▶ **WRITTEN PROBLEM**
Find every line in the rows below that contains the word "wall" and copy each of those lines. Case counts.

▶ **PROVIDED ENTRIES**

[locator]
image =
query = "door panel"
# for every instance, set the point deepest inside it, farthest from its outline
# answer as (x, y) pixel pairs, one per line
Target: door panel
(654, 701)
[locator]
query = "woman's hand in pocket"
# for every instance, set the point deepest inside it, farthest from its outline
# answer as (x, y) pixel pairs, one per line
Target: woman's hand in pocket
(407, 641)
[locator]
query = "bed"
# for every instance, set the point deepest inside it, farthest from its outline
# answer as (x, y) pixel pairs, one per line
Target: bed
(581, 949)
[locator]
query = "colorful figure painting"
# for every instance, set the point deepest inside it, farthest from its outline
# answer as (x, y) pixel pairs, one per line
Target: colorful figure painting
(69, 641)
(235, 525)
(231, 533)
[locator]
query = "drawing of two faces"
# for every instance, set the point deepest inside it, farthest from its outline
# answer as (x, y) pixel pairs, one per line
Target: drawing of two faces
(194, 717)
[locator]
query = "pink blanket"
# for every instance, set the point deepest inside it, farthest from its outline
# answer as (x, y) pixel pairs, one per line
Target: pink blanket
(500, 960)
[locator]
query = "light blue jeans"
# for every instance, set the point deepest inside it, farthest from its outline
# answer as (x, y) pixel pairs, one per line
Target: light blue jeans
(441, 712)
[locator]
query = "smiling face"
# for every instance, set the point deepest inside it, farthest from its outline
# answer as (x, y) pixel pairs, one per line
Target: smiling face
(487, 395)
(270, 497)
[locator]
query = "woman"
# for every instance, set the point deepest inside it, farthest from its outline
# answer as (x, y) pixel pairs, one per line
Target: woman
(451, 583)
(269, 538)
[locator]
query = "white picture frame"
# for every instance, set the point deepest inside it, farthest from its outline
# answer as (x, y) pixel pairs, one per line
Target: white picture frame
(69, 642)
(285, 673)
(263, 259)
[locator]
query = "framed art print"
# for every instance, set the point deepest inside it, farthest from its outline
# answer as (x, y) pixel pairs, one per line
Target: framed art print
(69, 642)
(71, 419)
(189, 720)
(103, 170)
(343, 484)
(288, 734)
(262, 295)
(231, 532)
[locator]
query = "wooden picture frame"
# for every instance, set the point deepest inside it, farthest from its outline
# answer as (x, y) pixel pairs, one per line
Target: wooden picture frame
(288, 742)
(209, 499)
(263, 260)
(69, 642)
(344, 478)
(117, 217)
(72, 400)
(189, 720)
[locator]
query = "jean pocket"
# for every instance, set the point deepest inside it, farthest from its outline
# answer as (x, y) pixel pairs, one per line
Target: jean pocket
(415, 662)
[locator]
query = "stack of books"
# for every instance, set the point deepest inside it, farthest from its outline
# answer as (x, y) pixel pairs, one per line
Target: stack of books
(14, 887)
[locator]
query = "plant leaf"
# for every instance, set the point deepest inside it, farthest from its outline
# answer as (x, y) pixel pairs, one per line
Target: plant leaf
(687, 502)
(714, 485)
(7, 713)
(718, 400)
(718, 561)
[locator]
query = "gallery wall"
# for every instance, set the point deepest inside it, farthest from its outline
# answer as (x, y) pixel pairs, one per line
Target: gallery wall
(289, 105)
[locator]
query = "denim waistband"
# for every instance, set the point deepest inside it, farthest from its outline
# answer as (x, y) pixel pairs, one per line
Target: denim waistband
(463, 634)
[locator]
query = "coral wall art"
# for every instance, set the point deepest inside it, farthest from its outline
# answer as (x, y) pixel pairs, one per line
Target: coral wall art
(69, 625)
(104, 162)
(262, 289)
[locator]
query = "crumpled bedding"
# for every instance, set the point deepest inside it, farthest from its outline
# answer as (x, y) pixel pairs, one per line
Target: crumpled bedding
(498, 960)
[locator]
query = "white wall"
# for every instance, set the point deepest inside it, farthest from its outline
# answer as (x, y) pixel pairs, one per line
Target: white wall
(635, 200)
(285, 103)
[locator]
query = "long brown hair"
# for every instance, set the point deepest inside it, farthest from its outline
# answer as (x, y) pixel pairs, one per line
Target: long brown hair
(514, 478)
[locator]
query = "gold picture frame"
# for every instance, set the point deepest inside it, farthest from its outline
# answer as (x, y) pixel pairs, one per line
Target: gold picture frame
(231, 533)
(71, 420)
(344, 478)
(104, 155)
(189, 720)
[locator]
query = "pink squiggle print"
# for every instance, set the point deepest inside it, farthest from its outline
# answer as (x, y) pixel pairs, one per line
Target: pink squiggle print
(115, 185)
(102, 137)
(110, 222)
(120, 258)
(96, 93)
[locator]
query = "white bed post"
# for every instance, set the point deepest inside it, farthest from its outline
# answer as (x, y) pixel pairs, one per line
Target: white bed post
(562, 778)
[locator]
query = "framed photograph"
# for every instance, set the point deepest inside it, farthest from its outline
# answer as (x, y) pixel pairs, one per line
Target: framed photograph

▶ **FINAL ANSWER**
query = "gallery wall"
Target: gallery wall
query = "coral wall art"
Target: coral wall art
query = "white wall"
Target: white wall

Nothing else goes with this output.